REQUIREMENT: Please reproduce the material below word for word, keeping every line in its original order.

GIVEN INFORMATION:
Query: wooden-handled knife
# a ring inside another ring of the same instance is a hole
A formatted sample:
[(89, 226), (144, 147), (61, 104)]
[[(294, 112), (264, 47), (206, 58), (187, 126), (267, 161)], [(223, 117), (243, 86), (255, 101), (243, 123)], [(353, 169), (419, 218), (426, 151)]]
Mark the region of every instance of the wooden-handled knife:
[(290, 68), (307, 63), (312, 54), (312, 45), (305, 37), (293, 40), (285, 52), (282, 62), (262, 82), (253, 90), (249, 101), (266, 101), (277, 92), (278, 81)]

SOLUTION FOR THIS EXERCISE:
Query: wooden-handled knife
# a ring inside another ring of the same instance is a hole
A formatted sample:
[(89, 226), (144, 147), (61, 104)]
[[(294, 112), (264, 47), (206, 58), (187, 126), (267, 161)], [(223, 117), (243, 86), (255, 101), (243, 123)], [(353, 169), (419, 218), (426, 151)]]
Mark the region of every instance of the wooden-handled knife:
[(290, 68), (307, 63), (312, 54), (312, 45), (305, 37), (293, 40), (285, 52), (282, 62), (262, 82), (253, 90), (249, 101), (266, 101), (277, 92), (278, 81)]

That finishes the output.